Records to use |

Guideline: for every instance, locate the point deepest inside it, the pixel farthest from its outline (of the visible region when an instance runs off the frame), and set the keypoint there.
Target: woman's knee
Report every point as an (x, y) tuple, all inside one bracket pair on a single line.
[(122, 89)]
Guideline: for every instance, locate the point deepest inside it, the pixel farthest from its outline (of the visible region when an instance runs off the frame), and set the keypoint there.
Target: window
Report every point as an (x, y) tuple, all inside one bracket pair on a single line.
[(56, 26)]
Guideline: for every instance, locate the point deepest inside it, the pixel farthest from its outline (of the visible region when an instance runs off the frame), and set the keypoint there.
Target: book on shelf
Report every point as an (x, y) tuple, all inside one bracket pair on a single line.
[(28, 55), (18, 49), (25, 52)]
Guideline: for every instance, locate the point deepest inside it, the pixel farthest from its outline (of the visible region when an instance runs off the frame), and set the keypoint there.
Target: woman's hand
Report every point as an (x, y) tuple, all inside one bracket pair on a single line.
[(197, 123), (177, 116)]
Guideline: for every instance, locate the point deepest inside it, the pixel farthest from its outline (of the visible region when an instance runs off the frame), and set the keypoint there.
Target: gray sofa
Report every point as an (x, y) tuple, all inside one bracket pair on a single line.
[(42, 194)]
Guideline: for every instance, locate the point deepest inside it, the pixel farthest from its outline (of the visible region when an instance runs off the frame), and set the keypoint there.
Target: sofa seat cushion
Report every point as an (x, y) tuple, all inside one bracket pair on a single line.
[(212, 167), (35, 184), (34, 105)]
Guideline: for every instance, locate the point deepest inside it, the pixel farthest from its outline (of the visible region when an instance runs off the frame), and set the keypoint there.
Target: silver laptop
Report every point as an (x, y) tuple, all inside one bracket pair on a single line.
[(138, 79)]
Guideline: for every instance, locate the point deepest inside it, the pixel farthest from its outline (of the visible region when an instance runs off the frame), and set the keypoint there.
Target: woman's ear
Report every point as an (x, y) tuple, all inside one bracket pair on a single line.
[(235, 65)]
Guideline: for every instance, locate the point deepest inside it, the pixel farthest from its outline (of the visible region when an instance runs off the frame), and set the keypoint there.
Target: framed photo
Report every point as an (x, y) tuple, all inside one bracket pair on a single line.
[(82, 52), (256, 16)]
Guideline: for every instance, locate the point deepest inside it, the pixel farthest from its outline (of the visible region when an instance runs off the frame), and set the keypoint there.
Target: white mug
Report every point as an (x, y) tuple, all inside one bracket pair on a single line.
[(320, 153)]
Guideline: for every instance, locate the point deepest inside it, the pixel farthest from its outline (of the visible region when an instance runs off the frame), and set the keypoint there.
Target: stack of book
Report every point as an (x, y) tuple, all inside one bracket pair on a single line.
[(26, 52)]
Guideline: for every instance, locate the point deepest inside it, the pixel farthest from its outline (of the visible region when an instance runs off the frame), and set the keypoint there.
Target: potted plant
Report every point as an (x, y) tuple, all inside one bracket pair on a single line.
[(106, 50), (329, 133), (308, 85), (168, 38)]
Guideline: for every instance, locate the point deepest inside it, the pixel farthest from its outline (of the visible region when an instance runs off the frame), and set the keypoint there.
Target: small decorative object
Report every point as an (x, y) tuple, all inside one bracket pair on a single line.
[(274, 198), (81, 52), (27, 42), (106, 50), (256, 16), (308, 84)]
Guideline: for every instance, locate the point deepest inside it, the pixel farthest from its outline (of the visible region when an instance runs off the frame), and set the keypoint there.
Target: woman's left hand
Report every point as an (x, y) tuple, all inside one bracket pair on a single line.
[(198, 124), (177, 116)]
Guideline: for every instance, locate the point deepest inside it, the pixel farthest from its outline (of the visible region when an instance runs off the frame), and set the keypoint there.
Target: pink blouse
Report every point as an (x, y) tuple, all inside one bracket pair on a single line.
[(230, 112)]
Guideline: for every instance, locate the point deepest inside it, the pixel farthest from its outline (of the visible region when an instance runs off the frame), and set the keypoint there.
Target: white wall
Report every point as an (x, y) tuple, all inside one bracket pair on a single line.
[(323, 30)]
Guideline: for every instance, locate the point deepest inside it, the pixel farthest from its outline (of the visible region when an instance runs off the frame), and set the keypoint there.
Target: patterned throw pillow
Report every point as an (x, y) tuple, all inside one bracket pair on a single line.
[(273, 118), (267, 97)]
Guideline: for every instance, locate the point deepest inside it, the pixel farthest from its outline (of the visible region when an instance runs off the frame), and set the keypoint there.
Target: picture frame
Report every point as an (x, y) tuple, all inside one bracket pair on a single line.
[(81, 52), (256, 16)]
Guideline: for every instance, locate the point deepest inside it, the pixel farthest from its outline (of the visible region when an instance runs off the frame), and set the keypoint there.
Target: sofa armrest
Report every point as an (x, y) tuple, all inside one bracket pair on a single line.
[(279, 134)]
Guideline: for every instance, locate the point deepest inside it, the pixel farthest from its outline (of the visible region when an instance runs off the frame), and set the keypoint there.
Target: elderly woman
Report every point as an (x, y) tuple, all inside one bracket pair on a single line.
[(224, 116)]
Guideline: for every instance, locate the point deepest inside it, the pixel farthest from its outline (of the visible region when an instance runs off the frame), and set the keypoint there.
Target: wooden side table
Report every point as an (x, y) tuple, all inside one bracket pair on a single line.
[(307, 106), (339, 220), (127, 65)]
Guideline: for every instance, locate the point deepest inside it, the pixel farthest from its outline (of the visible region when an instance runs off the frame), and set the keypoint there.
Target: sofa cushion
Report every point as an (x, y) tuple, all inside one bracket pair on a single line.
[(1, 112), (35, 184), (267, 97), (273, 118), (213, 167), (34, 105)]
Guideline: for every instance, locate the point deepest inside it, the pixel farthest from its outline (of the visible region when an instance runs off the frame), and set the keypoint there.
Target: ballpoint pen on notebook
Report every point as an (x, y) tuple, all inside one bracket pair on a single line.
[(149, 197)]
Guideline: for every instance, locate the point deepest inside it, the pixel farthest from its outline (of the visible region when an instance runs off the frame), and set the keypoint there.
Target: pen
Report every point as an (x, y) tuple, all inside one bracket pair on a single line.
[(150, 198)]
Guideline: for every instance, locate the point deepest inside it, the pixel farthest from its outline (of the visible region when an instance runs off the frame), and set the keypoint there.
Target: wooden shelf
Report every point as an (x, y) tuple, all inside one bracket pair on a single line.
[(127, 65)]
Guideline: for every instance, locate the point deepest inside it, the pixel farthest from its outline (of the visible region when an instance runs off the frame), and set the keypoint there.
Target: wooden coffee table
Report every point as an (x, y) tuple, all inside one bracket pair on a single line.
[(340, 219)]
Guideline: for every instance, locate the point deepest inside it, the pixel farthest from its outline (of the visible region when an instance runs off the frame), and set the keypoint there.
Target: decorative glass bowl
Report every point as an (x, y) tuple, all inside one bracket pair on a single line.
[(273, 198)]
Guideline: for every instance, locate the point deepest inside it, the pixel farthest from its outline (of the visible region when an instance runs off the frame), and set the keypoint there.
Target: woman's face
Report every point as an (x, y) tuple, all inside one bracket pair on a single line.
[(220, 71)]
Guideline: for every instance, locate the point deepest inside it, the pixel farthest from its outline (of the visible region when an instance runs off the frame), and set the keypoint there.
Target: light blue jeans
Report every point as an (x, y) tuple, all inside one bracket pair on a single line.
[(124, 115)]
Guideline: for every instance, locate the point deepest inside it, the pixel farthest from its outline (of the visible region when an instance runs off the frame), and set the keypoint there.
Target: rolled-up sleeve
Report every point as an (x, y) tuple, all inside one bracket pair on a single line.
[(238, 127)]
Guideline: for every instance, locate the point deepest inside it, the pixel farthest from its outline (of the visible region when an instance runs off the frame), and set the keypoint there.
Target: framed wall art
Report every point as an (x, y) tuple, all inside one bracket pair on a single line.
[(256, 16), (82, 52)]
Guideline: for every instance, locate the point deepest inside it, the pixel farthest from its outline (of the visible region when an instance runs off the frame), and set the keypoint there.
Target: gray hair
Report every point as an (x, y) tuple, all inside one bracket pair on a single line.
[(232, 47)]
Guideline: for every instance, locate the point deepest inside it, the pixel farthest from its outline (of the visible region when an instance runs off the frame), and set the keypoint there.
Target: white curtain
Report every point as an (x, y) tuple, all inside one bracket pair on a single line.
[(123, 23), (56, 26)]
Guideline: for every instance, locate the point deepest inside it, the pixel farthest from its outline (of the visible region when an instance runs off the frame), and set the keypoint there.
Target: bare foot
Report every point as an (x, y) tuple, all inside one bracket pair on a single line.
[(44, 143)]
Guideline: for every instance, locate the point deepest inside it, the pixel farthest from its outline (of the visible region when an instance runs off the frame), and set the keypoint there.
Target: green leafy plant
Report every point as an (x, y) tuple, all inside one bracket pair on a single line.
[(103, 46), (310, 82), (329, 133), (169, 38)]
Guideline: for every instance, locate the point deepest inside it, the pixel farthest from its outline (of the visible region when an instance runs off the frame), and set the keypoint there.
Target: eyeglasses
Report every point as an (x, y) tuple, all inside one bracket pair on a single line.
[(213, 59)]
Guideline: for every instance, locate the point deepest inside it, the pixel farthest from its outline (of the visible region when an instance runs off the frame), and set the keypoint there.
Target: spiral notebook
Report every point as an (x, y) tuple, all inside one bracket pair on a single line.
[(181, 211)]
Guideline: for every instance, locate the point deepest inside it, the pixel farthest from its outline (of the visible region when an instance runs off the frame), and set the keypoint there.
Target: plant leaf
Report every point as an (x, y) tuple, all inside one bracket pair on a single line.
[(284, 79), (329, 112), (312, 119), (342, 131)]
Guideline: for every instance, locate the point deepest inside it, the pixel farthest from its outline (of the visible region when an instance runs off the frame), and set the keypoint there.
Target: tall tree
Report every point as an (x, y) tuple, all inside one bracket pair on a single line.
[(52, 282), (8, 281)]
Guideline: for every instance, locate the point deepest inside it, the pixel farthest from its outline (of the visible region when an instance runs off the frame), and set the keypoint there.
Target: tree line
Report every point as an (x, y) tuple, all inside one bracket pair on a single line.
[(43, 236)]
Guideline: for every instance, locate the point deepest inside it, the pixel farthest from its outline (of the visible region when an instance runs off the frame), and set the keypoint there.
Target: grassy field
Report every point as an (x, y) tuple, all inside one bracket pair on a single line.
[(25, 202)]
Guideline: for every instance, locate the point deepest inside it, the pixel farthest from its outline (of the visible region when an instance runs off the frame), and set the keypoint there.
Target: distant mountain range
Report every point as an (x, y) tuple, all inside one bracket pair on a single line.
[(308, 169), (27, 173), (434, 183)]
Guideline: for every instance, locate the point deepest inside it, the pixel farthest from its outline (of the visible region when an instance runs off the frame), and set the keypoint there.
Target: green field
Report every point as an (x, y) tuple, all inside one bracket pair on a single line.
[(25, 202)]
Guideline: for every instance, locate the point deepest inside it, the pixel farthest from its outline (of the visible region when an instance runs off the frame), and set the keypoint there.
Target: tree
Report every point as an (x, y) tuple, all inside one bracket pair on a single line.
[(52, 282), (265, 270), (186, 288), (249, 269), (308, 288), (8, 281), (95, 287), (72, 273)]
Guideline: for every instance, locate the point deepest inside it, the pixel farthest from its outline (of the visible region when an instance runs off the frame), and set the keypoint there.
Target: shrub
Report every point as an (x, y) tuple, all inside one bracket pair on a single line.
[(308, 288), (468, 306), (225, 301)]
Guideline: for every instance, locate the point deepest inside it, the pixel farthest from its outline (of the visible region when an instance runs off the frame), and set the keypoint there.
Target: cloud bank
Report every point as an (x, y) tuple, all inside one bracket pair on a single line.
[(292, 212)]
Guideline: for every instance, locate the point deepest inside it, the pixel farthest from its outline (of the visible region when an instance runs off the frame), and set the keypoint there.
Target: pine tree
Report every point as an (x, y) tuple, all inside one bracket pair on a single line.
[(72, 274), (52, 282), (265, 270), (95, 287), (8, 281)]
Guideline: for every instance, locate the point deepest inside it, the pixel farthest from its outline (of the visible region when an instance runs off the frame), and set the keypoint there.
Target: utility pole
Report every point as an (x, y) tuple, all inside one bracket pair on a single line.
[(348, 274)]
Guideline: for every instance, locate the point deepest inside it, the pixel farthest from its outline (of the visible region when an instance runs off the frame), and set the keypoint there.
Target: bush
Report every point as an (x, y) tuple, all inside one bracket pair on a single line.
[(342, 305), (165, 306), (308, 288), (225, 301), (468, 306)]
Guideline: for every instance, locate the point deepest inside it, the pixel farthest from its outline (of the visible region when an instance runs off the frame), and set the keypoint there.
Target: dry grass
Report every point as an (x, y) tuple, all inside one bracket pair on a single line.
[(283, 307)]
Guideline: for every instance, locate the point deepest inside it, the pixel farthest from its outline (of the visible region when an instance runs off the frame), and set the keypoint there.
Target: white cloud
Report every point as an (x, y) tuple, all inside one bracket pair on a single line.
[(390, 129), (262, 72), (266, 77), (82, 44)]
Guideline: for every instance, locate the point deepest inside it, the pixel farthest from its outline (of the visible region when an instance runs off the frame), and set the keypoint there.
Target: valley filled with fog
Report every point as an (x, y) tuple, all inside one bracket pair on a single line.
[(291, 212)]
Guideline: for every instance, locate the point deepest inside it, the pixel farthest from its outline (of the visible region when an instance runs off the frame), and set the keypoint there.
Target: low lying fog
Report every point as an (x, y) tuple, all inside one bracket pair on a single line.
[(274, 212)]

Stated goal | Reproduce the entries from the beginning through the line containing "[(212, 167), (35, 184), (34, 105)]", switching "sofa" to "couch" and leaving everything else unchanged.

Exercise output |
Guideline: for every instance, locate the point deepest inside it, the pixel farthest from its outline (of the visible region when an instance runs off the frame), and set the keypoint there.
Target: woman's knee
Report every point as an (x, y) tuple, all inside one bracket pair on a single line.
[(122, 89)]
Guideline: for every instance, locate the point deepest inside it, the pixel farthest from its outline (of the visible region when an instance runs off the frame), and set the keypoint there.
Target: window
Report every point as an (x, y) tuple, all inside one bracket pair on a single line.
[(56, 26)]
Guideline: for every instance, locate the point deepest inside it, the pixel farthest from its outline (of the visible region when an instance runs off the frame), and set the keypoint there.
Target: book on shelf
Report every point as an (x, y) tuple, all inside one bracket pair on a single line.
[(28, 55), (18, 49), (25, 52)]
Guideline: for every instance, locate the point deepest inside it, the pixel farthest from its outline (of the visible region when an instance runs off the frame), and set the keypoint there.
Target: woman's hand
Report every point as an (x, y) tuple, all inside one bracket pair on a single line.
[(197, 123), (177, 116)]
Guideline: for every instance, locate the point deepest inside it, the pixel farthest from its outline (of the visible region when an instance runs off the frame), and set the keypoint there.
Target: gray couch
Report every point as an (x, y) tuple, all inside one bracket pair on a single line.
[(42, 194)]
Guideline: for every instance, locate the point deepest inside it, the pixel farthest from its outline (of the visible region when an instance runs off the frame), and set the keypoint there.
Target: couch seat cushion
Report every point as an (x, y) tuple, all inside one bracket pair on a single line.
[(212, 167), (35, 184), (34, 105)]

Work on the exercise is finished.